> **DIRECTIONS**:
Check each line of the listing below for the string "target", and copy the ones that have it.
=== Section Start ===
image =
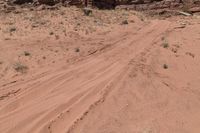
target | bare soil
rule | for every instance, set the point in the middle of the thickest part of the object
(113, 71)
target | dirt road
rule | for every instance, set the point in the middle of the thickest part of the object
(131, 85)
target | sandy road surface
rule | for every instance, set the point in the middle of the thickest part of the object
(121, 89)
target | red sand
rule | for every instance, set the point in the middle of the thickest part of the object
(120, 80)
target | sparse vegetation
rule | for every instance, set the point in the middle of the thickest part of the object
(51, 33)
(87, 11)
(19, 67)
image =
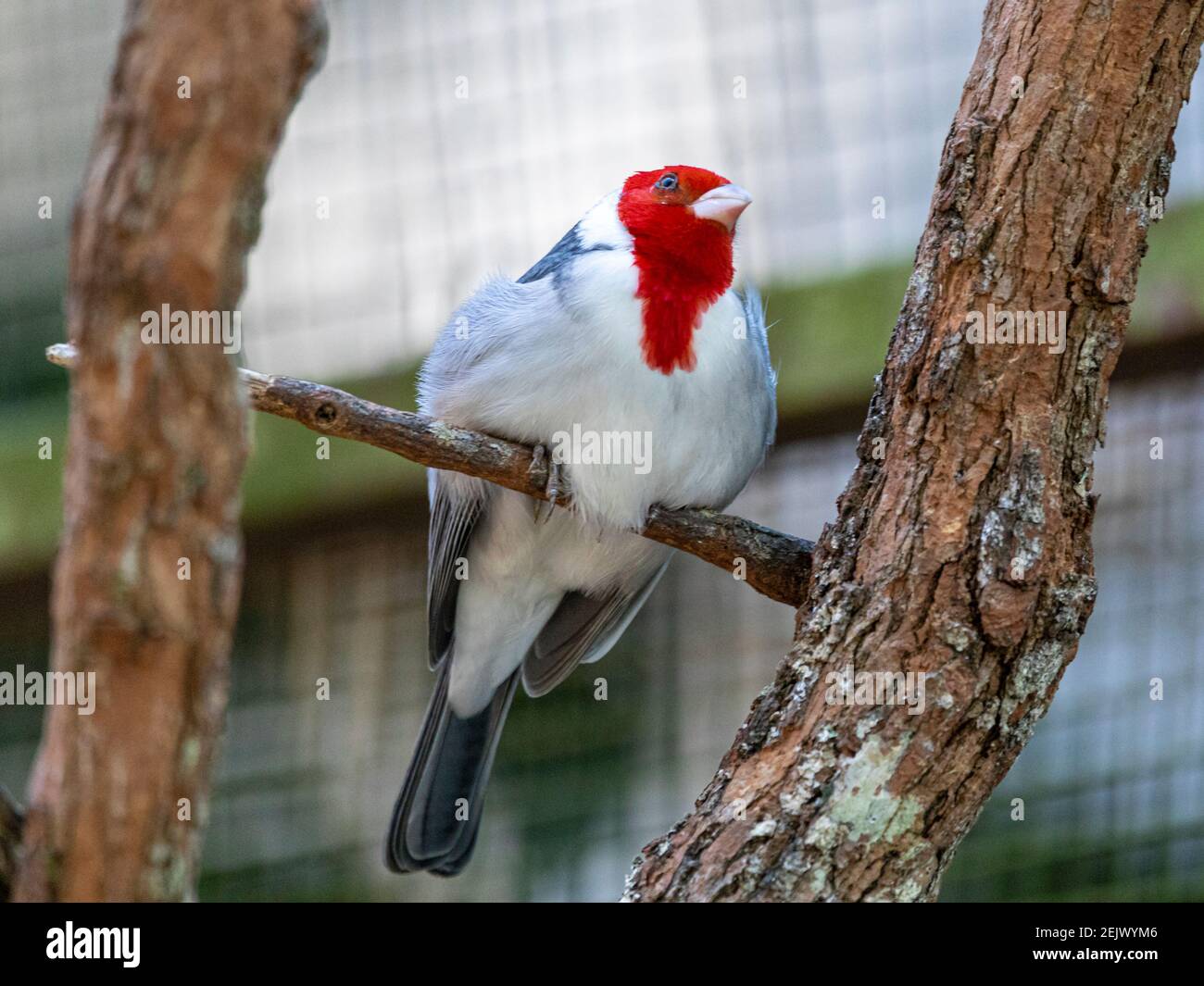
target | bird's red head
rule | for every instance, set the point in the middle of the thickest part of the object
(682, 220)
=== Section End ===
=== Section Start ===
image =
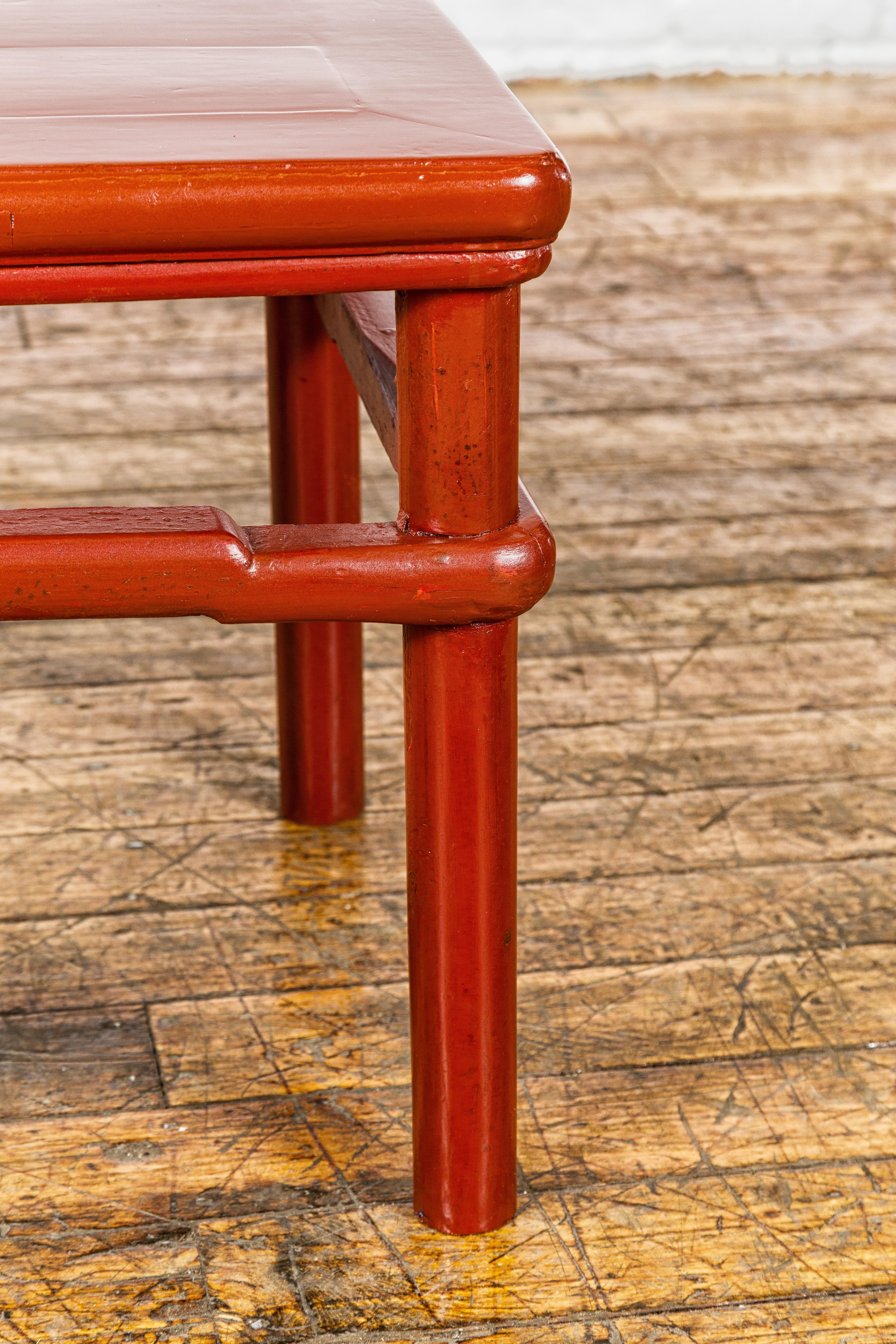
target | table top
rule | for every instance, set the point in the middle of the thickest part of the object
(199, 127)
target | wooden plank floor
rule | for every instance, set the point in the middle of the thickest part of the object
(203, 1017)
=== Section End ===
=== Section Start ===
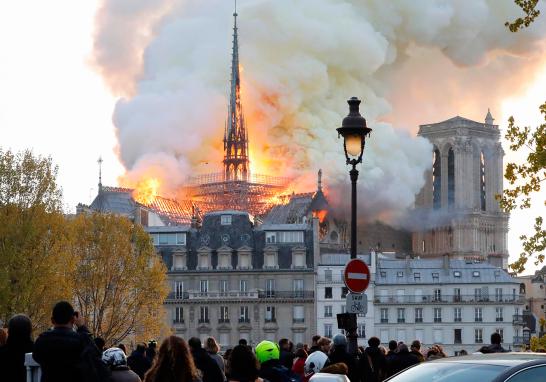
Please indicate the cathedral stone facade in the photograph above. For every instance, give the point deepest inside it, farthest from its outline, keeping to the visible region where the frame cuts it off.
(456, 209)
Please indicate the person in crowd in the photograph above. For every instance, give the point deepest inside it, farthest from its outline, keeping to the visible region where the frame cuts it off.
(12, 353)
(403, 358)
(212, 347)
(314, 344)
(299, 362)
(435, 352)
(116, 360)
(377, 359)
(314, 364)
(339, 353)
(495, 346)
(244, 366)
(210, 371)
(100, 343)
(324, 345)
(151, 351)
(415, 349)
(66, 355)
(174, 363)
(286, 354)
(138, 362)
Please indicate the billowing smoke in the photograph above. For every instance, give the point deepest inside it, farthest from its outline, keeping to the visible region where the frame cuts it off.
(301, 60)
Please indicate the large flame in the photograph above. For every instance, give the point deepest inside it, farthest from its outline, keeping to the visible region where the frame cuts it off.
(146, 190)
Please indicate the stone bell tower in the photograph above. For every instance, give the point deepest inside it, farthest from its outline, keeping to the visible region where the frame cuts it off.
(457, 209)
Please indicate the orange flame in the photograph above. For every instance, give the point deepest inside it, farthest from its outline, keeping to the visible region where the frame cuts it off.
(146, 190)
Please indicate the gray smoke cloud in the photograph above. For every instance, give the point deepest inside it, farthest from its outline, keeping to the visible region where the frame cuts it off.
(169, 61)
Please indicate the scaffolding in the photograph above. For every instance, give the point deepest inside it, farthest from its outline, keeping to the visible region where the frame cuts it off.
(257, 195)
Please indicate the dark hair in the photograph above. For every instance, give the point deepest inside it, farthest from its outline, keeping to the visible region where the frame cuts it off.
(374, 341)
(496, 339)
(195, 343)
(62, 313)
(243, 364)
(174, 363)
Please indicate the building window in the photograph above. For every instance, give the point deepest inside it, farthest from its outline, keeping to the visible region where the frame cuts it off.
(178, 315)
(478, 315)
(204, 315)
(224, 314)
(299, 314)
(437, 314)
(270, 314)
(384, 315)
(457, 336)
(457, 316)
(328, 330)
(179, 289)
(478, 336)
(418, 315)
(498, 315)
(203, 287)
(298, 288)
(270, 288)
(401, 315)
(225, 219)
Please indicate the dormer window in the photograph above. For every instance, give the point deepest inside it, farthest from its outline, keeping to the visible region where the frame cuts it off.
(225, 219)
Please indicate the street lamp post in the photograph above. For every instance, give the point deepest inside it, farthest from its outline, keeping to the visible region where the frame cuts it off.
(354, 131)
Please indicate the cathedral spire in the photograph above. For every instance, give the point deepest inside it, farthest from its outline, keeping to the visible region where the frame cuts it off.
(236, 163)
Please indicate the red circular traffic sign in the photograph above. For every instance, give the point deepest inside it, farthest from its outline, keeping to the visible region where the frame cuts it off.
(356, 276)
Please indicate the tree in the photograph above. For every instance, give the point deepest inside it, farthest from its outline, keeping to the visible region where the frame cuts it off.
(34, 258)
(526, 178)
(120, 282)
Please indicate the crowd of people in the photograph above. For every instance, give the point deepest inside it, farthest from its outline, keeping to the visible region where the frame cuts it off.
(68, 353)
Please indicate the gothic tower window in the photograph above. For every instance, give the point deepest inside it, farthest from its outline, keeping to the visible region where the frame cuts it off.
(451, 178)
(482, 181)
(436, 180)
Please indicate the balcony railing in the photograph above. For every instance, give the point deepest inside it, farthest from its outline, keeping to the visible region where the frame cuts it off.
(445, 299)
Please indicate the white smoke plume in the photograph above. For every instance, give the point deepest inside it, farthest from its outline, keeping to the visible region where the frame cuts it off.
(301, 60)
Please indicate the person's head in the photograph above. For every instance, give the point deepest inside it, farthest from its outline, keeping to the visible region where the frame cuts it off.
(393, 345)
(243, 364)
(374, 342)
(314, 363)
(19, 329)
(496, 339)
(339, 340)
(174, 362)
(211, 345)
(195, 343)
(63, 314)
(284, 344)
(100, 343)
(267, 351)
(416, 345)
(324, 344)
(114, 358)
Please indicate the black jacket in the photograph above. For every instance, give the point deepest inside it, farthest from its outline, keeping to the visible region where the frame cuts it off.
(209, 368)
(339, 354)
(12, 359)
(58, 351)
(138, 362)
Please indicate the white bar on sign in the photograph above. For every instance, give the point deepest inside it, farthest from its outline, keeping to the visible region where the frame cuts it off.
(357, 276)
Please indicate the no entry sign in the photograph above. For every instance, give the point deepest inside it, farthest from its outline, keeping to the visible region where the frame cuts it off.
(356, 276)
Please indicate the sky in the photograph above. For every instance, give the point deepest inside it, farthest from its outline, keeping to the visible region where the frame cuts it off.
=== Section End ===
> **THE ANSWER**:
target | bare soil
target | dirt road
target | sandy road surface
target | red sand
target | sparse vegetation
target | bird's red head
target | table top
target | wooden plank floor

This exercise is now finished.